Take the lines below between the one holding "Where can the pale flat" and the one holding "Where can the entire stone temple", inclusive, and copy them exactly. Add nothing.

Excerpted records →
BEGIN
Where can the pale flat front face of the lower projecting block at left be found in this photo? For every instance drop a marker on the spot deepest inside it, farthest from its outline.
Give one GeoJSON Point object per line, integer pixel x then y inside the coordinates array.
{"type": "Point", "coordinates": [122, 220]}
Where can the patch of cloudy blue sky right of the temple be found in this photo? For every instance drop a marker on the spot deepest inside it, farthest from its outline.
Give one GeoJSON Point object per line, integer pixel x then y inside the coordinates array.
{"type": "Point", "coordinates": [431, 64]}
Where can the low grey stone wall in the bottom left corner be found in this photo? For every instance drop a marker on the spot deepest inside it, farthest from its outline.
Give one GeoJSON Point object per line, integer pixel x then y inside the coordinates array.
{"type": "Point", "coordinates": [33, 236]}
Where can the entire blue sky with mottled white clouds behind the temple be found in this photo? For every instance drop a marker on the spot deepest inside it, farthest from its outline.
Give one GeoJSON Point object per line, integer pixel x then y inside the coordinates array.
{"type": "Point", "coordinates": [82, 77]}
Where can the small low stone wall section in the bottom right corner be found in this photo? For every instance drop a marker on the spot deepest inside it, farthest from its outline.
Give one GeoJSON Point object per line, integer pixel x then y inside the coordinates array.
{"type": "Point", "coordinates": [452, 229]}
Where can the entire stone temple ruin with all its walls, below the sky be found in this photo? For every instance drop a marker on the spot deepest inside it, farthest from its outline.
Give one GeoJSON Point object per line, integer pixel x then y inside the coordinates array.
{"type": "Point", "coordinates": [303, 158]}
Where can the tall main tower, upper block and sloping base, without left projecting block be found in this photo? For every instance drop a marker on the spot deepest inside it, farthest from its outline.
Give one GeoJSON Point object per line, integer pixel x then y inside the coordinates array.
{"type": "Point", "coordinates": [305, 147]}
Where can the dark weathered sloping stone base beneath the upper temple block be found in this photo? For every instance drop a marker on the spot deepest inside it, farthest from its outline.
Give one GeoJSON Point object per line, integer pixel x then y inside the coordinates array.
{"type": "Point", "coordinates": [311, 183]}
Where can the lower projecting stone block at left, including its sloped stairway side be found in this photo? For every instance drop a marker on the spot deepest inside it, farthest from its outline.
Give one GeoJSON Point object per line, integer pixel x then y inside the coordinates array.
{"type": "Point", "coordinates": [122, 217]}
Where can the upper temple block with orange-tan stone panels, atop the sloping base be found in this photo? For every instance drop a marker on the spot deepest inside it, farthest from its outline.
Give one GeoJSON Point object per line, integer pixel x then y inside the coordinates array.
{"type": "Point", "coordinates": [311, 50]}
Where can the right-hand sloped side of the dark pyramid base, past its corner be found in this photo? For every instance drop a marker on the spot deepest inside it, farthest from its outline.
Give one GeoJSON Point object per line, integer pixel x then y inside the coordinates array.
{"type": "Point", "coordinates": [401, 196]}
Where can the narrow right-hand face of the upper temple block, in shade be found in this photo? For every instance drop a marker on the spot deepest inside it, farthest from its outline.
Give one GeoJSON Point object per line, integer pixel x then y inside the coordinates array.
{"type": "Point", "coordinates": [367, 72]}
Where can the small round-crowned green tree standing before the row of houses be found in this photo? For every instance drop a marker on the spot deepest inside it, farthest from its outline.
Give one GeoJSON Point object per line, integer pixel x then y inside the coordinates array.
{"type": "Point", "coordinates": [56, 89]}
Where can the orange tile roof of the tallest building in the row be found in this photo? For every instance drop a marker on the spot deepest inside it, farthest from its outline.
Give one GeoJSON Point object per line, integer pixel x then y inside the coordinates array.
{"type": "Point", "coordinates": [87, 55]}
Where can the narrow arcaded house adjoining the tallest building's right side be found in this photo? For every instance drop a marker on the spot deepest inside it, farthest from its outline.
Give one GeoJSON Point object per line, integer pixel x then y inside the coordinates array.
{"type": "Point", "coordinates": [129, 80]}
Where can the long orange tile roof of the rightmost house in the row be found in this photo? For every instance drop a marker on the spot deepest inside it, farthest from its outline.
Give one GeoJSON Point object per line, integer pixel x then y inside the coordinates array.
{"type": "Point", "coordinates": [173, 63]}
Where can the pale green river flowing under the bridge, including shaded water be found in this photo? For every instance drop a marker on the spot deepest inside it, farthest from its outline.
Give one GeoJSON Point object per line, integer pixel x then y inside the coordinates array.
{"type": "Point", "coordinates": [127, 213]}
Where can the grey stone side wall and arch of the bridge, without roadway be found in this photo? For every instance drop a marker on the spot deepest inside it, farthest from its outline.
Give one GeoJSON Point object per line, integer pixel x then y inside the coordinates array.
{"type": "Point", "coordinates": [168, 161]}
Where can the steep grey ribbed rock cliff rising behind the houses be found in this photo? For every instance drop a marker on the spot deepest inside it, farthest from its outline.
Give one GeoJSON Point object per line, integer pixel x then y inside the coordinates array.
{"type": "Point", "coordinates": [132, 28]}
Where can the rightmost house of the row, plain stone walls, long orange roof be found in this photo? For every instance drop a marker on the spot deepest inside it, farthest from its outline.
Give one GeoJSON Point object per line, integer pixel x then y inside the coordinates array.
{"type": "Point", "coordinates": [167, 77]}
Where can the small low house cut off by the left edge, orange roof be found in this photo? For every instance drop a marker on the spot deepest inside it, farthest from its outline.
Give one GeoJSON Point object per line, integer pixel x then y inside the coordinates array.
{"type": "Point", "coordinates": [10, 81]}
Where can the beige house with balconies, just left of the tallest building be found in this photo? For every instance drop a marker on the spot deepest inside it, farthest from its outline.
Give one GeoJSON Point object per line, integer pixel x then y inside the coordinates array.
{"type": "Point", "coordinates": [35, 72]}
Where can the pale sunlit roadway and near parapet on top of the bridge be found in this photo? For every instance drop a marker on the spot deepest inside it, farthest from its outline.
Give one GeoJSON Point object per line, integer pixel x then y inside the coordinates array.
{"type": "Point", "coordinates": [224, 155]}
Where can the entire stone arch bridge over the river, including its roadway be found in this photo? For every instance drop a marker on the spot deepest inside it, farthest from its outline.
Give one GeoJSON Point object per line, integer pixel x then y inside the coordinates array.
END
BEGIN
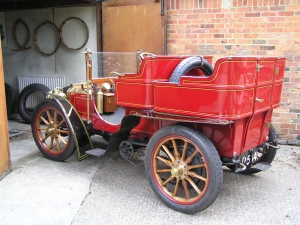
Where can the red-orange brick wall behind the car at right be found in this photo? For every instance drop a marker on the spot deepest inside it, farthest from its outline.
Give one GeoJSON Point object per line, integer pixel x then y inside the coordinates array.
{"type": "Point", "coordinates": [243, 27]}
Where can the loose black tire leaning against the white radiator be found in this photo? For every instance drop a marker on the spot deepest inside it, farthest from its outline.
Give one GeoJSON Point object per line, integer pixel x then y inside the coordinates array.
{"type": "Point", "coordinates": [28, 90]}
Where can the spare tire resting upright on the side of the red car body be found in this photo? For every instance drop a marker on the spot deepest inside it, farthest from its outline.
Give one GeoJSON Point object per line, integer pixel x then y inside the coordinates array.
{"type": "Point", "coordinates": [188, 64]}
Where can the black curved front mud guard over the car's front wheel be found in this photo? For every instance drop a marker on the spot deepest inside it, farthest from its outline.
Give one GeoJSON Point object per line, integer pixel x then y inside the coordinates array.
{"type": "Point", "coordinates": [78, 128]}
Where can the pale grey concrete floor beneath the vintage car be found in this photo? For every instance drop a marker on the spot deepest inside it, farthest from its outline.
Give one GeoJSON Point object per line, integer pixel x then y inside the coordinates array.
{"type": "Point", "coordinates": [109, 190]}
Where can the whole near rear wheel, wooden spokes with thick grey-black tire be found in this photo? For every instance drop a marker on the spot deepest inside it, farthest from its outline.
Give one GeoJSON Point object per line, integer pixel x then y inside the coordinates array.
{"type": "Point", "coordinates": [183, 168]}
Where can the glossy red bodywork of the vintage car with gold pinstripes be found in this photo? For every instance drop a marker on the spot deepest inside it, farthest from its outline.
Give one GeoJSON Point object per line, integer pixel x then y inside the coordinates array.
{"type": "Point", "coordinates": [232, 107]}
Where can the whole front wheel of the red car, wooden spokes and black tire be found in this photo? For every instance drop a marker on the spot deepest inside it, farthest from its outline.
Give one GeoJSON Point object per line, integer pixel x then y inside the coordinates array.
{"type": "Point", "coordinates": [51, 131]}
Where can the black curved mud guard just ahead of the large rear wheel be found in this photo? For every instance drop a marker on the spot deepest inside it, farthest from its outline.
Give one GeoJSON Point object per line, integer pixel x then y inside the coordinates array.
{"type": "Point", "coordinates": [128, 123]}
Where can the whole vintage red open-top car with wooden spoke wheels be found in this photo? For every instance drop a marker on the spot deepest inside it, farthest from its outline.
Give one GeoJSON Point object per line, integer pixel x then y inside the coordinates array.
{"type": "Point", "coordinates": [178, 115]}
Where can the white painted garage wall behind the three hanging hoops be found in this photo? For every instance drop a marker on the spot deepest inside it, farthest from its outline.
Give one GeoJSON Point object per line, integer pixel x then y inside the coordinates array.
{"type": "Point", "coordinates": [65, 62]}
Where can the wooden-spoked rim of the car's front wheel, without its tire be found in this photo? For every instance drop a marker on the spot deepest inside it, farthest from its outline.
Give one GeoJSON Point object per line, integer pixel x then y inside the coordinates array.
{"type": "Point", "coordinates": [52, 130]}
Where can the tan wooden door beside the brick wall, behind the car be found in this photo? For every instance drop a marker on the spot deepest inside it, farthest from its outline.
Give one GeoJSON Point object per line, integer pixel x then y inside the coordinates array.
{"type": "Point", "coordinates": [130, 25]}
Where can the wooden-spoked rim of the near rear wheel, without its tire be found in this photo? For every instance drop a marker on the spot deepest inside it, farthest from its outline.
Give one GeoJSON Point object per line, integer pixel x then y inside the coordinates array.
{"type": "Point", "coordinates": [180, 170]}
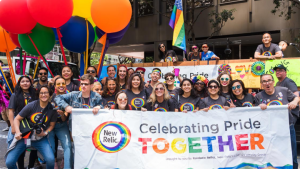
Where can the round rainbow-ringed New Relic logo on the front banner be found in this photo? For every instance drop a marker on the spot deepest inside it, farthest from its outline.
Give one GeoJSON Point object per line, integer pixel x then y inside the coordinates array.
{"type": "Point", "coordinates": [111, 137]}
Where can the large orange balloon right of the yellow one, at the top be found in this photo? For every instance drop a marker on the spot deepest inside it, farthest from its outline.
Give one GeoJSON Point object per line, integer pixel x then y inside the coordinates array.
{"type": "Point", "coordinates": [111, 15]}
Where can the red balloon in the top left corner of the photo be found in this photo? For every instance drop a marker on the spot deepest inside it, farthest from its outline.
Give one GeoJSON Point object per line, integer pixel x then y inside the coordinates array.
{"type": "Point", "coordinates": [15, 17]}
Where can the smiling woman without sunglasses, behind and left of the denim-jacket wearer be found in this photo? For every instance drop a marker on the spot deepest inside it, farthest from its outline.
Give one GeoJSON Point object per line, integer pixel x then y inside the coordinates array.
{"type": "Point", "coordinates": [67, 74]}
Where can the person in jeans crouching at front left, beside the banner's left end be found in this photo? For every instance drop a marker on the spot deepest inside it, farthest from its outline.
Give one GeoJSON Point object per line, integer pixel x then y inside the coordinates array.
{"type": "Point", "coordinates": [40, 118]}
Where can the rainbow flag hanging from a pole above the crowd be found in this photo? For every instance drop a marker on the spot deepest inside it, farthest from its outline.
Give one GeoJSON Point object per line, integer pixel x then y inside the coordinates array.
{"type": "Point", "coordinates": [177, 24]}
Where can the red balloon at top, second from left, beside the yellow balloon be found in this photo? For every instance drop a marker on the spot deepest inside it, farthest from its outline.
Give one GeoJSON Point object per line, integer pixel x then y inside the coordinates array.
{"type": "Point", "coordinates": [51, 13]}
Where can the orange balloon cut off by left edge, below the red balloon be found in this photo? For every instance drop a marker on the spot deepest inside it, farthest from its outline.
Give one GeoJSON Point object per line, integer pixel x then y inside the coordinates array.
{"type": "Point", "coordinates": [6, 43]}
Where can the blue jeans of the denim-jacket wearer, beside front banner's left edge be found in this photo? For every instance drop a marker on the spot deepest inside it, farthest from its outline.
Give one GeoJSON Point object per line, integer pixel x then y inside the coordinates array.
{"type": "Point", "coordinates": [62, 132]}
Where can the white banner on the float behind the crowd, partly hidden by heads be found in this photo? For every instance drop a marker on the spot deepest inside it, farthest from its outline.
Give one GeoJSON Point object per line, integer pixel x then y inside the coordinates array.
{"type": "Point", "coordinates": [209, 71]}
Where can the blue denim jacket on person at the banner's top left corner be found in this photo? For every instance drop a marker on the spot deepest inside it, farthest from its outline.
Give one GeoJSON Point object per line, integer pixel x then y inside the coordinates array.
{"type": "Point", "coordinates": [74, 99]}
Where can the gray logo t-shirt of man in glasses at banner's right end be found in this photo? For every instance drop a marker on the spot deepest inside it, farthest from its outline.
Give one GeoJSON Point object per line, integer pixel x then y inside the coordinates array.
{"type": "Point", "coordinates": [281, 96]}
END
Answer to the problem →
Where can the pale flat front face of the lower projecting block at left be found in this photo? For every instance drop a marker on the spot deepest inside it, farthest from its outline.
Give one GeoJSON Point object per line, integer pixel x then y inside the coordinates array.
{"type": "Point", "coordinates": [122, 220]}
Where can the patch of cloudy blue sky right of the temple be found in this photo? For every instance drop a marker on the spot deepest inside it, farthest from its outline.
Give one GeoJSON Point object per line, integer pixel x then y inside the coordinates array.
{"type": "Point", "coordinates": [431, 64]}
Where can the low grey stone wall in the bottom left corner be found in this photo? For every instance drop a marker on the spot deepest inside it, farthest from its outline.
Give one GeoJSON Point object per line, integer pixel x then y inside the coordinates array.
{"type": "Point", "coordinates": [33, 236]}
Where can the entire blue sky with mottled white clouds behind the temple be found in this photo? For every instance drop a marker on the spot deepest inside it, farthest from its outline.
Give one GeoJSON Point object per line, integer pixel x then y inside the coordinates array.
{"type": "Point", "coordinates": [82, 77]}
Where can the small low stone wall section in the bottom right corner be found in this photo? For every instance drop a marker on the spot deepest inside it, farthest from its outline.
Give one GeoJSON Point object per line, integer pixel x then y inside the coordinates array.
{"type": "Point", "coordinates": [452, 229]}
Where can the entire stone temple ruin with all its walls, below the sky be found in this photo? For every instance drop a marker on the spot deepest inside it, farthest from its outline.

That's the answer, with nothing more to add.